[Stored records]

## START

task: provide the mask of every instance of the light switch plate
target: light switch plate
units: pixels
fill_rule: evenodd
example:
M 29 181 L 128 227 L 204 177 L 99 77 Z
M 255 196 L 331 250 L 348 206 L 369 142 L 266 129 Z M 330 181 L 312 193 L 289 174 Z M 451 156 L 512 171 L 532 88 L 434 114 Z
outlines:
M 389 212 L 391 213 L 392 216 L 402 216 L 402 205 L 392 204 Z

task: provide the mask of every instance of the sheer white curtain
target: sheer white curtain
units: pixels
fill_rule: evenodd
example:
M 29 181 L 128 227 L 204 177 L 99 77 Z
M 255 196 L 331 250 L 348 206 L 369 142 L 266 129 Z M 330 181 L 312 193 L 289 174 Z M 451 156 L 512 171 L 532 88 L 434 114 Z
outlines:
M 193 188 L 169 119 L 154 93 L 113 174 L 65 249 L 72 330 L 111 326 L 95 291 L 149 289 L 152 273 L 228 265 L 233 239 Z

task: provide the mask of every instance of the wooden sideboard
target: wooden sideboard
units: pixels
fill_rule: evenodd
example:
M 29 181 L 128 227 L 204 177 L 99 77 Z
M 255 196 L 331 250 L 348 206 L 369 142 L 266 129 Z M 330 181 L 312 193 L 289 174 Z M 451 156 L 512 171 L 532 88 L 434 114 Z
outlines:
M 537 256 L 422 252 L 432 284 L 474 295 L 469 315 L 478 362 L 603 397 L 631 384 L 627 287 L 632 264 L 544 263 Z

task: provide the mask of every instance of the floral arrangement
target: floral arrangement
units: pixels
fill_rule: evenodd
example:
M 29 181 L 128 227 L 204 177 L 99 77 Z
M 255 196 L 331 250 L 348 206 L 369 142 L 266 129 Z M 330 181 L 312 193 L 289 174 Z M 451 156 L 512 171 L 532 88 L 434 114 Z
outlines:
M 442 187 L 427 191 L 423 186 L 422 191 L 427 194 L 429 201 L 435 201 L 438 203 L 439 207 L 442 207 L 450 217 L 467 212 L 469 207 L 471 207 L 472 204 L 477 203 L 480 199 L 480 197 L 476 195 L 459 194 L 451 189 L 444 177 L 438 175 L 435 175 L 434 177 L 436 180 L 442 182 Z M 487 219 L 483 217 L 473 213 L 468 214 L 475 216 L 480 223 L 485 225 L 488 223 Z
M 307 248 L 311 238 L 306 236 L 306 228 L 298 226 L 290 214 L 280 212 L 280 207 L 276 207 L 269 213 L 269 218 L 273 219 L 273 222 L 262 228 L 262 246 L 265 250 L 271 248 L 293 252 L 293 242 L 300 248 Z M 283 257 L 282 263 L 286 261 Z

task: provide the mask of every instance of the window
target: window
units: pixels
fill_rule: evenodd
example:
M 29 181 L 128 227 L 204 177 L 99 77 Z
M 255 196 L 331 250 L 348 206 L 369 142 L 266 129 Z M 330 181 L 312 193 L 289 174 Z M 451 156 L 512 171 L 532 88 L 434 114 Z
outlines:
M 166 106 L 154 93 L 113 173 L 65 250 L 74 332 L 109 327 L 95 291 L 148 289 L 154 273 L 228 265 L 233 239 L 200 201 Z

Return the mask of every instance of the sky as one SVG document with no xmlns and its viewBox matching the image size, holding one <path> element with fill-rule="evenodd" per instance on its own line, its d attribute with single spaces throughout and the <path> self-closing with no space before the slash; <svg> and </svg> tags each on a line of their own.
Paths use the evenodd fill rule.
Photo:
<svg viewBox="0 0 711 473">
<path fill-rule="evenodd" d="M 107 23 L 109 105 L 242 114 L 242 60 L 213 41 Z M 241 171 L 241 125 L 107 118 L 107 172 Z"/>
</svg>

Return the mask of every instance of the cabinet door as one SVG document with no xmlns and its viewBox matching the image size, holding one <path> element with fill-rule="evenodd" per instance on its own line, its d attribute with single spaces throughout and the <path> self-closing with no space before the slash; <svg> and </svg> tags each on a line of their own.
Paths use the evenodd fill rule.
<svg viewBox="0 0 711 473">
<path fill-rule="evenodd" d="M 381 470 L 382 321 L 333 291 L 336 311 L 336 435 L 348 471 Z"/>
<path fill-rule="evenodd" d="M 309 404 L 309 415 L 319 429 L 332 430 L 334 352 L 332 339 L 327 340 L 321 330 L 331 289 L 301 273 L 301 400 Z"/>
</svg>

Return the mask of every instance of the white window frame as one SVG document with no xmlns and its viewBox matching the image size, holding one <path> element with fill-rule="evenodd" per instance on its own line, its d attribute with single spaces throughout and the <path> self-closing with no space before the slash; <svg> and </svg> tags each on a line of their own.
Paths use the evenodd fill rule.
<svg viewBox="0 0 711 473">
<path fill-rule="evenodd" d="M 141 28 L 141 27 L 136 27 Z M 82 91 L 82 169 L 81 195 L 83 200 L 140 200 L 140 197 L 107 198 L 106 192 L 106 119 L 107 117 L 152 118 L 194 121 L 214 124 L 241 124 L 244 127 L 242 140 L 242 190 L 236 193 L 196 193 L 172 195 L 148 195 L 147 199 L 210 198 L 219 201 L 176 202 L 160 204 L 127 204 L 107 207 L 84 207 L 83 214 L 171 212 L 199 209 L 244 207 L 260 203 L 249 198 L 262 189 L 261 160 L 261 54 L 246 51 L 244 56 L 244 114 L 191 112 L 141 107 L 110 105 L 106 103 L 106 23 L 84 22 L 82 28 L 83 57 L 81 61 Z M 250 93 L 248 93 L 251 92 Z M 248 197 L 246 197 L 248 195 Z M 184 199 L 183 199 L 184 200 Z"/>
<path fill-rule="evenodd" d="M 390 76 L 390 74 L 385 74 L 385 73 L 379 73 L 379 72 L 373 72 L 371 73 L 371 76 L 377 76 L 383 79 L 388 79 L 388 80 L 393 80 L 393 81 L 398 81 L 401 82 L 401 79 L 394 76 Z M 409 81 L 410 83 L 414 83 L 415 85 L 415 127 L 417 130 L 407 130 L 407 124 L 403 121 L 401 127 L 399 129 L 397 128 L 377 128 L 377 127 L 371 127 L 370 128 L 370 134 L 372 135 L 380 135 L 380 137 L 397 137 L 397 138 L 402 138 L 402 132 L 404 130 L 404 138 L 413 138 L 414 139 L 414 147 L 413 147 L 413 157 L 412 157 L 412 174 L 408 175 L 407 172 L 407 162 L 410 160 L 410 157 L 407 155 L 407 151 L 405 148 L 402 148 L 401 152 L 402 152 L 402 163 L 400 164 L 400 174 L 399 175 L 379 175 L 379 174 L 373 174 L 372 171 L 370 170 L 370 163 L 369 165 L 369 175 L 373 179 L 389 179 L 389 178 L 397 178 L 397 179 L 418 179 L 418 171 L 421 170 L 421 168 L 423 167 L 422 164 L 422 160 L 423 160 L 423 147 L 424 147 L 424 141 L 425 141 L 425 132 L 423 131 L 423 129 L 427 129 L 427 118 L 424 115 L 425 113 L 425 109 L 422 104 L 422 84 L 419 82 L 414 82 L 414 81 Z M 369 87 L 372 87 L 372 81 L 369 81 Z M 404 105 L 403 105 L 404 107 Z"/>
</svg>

## END

> **Task**:
Quote the stored records above word for word, from the first line through the last.

> **Output**:
task: provide the mask of every instance of the light switch plate
target: light switch plate
units: pixels
fill_rule: evenodd
example:
M 29 181 L 128 227 L 204 177 L 99 77 Z
M 255 196 L 331 250 L 348 206 L 369 142 L 266 129 Z M 330 181 L 312 193 L 289 174 Z M 451 156 L 512 171 L 532 88 L 434 114 Z
outlines:
M 389 212 L 391 213 L 392 216 L 402 216 L 402 205 L 392 204 Z

task: provide the mask of every instance of the sheer white curtain
target: sheer white curtain
units: pixels
fill_rule: evenodd
example:
M 29 181 L 128 227 L 204 177 L 99 77 Z
M 255 196 L 331 250 L 348 206 L 369 142 L 266 129 Z M 330 181 L 312 193 L 289 174 Z M 451 156 L 512 171 L 532 88 L 434 114 Z
outlines:
M 193 188 L 169 119 L 154 93 L 113 174 L 65 249 L 72 330 L 111 326 L 95 291 L 149 289 L 152 273 L 228 265 L 233 239 Z

task: provide the mask of every instance of the wooden sideboard
target: wooden sideboard
units: pixels
fill_rule: evenodd
example:
M 29 181 L 128 227 L 204 177 L 99 77 Z
M 255 196 L 331 250 L 348 206 L 369 142 L 266 129 Z M 330 181 L 312 193 L 289 174 Z M 451 156 L 512 171 L 532 88 L 434 114 Z
outlines:
M 537 256 L 422 252 L 432 284 L 474 295 L 469 315 L 478 362 L 603 397 L 631 384 L 627 287 L 632 264 L 544 263 Z

task: provide the mask of every instance of the floral arrangement
target: floral arrangement
units: pixels
fill_rule: evenodd
example:
M 29 181 L 128 227 L 204 177 L 99 77 Z
M 255 196 L 331 250 L 348 206 L 369 142 L 266 129 Z M 330 181 L 312 193 L 289 174 Z M 451 156 L 512 171 L 532 88 L 434 114 Z
outlines:
M 442 187 L 427 191 L 423 186 L 422 191 L 427 194 L 429 201 L 435 201 L 438 203 L 439 207 L 442 207 L 450 217 L 467 212 L 469 207 L 471 207 L 472 204 L 477 203 L 480 199 L 480 197 L 476 195 L 459 194 L 451 189 L 444 177 L 438 175 L 435 175 L 434 177 L 436 180 L 442 182 Z M 487 219 L 483 217 L 473 213 L 468 214 L 475 216 L 480 223 L 485 225 L 488 223 Z
M 307 248 L 311 238 L 306 236 L 306 228 L 298 226 L 290 214 L 280 212 L 280 207 L 276 207 L 269 213 L 269 218 L 273 219 L 273 222 L 262 228 L 262 246 L 265 250 L 271 248 L 293 252 L 293 242 L 300 248 Z M 283 257 L 282 263 L 286 261 Z

task: provide the mask of every instance of the window
target: window
units: pixels
fill_rule: evenodd
example:
M 29 181 L 128 227 L 204 177 L 99 77 Z
M 255 196 L 331 250 L 348 206 L 369 142 L 266 129 Z M 330 181 L 312 193 L 289 174 Z M 451 156 L 512 171 L 532 88 L 434 114 Z
outlines:
M 166 106 L 154 93 L 113 173 L 65 250 L 74 332 L 109 327 L 95 291 L 148 289 L 154 273 L 228 265 L 233 239 L 200 201 Z

Return the mask of every instance of the sky as one SVG document with no xmlns and its viewBox matching the image size, holding one <path> element with fill-rule="evenodd" per instance on its own line, its d attribute with single spaces throughout and the <path> self-closing with no space before the slash; <svg> and </svg> tags each on a line of their own.
Paths use the evenodd fill rule.
Photo:
<svg viewBox="0 0 711 473">
<path fill-rule="evenodd" d="M 107 23 L 109 105 L 242 114 L 242 60 L 213 41 Z M 241 171 L 241 125 L 107 118 L 107 172 Z"/>
</svg>

Return the mask of every instance of the cabinet door as one SVG document with no xmlns and its viewBox matching the image size, holding one <path> element with fill-rule="evenodd" per instance on its own line, its d attribute with single spaces throughout and the <path> self-closing with no space before the slash; <svg> and </svg> tags each on a line of their own.
Paths use the evenodd fill rule.
<svg viewBox="0 0 711 473">
<path fill-rule="evenodd" d="M 381 470 L 382 321 L 333 291 L 336 311 L 336 435 L 348 471 Z"/>
<path fill-rule="evenodd" d="M 309 404 L 309 415 L 319 429 L 332 430 L 334 352 L 332 339 L 327 340 L 321 330 L 331 289 L 301 273 L 301 400 Z"/>
</svg>

Return the mask of every instance of the white window frame as one SVG document with no xmlns and its viewBox matching the image size, holding one <path> element with fill-rule="evenodd" per instance on its own line, its d attribute with single spaces throughout and the <path> self-closing with no space before the slash; <svg> and </svg> tags each on a line of their own.
Paths use the evenodd fill rule.
<svg viewBox="0 0 711 473">
<path fill-rule="evenodd" d="M 141 28 L 141 27 L 136 27 Z M 82 91 L 82 169 L 81 195 L 83 200 L 140 200 L 140 197 L 107 198 L 106 192 L 106 119 L 107 117 L 152 118 L 194 121 L 214 124 L 241 124 L 244 127 L 242 140 L 242 190 L 236 193 L 196 193 L 172 195 L 148 195 L 147 199 L 210 198 L 219 201 L 176 202 L 160 204 L 127 204 L 107 207 L 84 207 L 83 214 L 171 212 L 199 209 L 244 207 L 260 203 L 249 198 L 262 189 L 261 160 L 261 54 L 246 51 L 244 56 L 244 114 L 191 112 L 141 107 L 110 105 L 106 103 L 106 23 L 84 22 L 82 28 L 83 57 L 81 61 Z M 250 93 L 248 93 L 251 92 Z M 248 197 L 246 197 L 248 195 Z M 184 199 L 183 199 L 184 200 Z"/>
<path fill-rule="evenodd" d="M 390 76 L 390 74 L 385 74 L 385 73 L 379 73 L 379 72 L 373 72 L 371 73 L 371 76 L 377 76 L 383 79 L 388 79 L 388 80 L 393 80 L 393 81 L 398 81 L 401 82 L 401 79 L 394 76 Z M 409 81 L 410 83 L 414 83 L 415 85 L 415 127 L 417 130 L 407 130 L 407 124 L 403 121 L 401 127 L 399 129 L 397 128 L 377 128 L 377 127 L 371 127 L 370 128 L 370 134 L 372 135 L 380 135 L 380 137 L 397 137 L 397 138 L 402 138 L 402 132 L 404 130 L 404 138 L 413 138 L 414 139 L 414 147 L 413 147 L 413 157 L 412 157 L 412 174 L 408 175 L 407 172 L 407 162 L 410 160 L 410 157 L 407 155 L 407 151 L 405 148 L 402 148 L 401 152 L 402 152 L 402 163 L 400 164 L 400 174 L 399 175 L 379 175 L 379 174 L 373 174 L 372 171 L 370 170 L 370 163 L 369 165 L 369 175 L 373 179 L 389 179 L 389 178 L 397 178 L 397 179 L 418 179 L 418 171 L 421 170 L 421 168 L 423 167 L 422 164 L 422 160 L 423 160 L 423 147 L 424 147 L 424 141 L 425 141 L 425 132 L 423 131 L 423 129 L 427 129 L 427 118 L 424 115 L 425 113 L 425 109 L 422 104 L 422 84 L 419 82 L 414 82 L 414 81 Z M 369 87 L 372 87 L 372 81 L 369 81 Z M 404 105 L 403 105 L 404 107 Z"/>
</svg>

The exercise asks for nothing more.